Passage provided —
Hope you are all enjoying it being almost summer time!

 

Winter Time

 Just a peak at our apple orchard in the winter.  
The picture below looks pretty lovely for winter time.
 
 
We just got done with pruning the trees a few days ago. It has turned into a bigger job the last few years because we prune it all by hand now.  For several years there, we had a machine with round spinning blades come in that buzzed the new growth off the top and lightly pruned the sides.  Then all we would have left was to prune the branches on the inside and fine tune the outside.  
It cost us about $5000 to prune last year!
 
Why do we need to prune our trees anyway?
 
Well, not everyone prunes like us.  Since our trees our u-pick, we like to keep the trees really short so you don't have to use ladders.  Every year we cut off the tops of the trees in the same spot.  Instead of growing the trees taller, we like the trees to grow out parallel towards each other...more like a trellis.  The goal is minimal wasted space between the trees eventually.
 
Another important step to reduce pruning is the tree you choose to plant to begin with.  Trees come with different roots (rootstock)....we like the rootstock that keep the trees smaller.  (Most apple trees are grafted so you can choose the rootstock size and the type of apple on top).

(Collected data entries)
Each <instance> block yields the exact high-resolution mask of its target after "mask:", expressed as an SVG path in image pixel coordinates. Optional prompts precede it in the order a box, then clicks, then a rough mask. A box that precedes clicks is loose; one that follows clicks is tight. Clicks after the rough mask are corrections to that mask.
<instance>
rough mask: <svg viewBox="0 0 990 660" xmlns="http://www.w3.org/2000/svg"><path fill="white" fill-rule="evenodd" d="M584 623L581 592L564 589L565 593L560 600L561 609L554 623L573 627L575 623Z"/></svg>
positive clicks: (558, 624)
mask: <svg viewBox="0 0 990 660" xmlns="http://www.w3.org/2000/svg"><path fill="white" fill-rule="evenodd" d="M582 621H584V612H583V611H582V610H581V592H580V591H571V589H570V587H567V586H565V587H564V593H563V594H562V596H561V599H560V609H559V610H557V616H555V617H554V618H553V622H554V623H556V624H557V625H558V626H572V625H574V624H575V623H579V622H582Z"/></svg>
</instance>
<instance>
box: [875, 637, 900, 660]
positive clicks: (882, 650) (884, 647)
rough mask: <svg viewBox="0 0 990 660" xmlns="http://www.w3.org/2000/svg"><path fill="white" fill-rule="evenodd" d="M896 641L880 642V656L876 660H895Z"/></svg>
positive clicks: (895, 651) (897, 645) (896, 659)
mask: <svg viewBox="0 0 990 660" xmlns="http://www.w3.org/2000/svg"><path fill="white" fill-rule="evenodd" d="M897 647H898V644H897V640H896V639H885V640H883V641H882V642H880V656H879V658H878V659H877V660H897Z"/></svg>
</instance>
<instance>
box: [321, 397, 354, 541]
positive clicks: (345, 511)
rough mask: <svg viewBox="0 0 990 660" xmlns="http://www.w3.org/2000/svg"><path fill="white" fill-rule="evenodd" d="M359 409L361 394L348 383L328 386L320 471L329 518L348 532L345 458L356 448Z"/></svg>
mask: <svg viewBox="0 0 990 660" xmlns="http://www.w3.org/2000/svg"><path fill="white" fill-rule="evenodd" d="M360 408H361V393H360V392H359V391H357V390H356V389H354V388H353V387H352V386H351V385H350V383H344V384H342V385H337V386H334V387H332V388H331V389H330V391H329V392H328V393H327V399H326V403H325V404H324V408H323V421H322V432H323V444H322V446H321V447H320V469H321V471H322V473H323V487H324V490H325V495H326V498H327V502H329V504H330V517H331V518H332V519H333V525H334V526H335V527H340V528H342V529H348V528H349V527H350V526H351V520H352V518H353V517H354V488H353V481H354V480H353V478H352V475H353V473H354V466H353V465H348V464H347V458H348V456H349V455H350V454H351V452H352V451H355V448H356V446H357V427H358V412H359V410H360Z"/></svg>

Exercise details —
Carry on the post about pruning the apple orchard, picking up right after its last sentence.

Response area —
 
When you are out in our orchard this next summer, take a look at our Granny Smith tree rows compared to many of the other rows.  The Granny Smith rows have a bigger rootstock on the bottom so they are a much larger tree.  In fact, it is no fun driving a gator or tractor down those rows because you get smacked in the head with the branches too often!
 
There are several other reasons we prune too.
 
The more branches we leave, the less light that will penetrate the tree's middle.  Less light, means apples won't turn their pretty color we all like to see.  Have you ever noticed when you pick certain apples, that one side is the pretty coloring we are use to and the other side is just plain green?  The green side didn't get the sunlight, and the other side did.
 
Also pruning in the winter helps create less work in the springtime.  The more branches we leave on, the more apples we have to thin (remove).  If we left all the apples that the trees produce, the apples would all be very small. (We do this when they are about thumb size) Each year we have to remove tons of apples, so the ones left on the tree have enough room and nutrients to grow!
 
And thirdly, pruning makes picking easier for you guys!
 
 
After we prune, then we rake the branches out into the grass row to mow them up....getting many flat tires in the process :)
 

Next project: We need to spend time replacing posts that are rotted and broken, move some of the wire trellis to better support the trees and tie trees to the wire to keep them growing straight, instead of leaning over from the wind and weight of apples.

 
So these trees are 50+ years old!  We experimented (which happens frequently on our farm!), cut the old tops of the tree off severely and tried grafting Honeycrisp branches on top.  Well, it worked, even on these old trees.  The little branches you see growing straight up now will bear Honeycrisp apples!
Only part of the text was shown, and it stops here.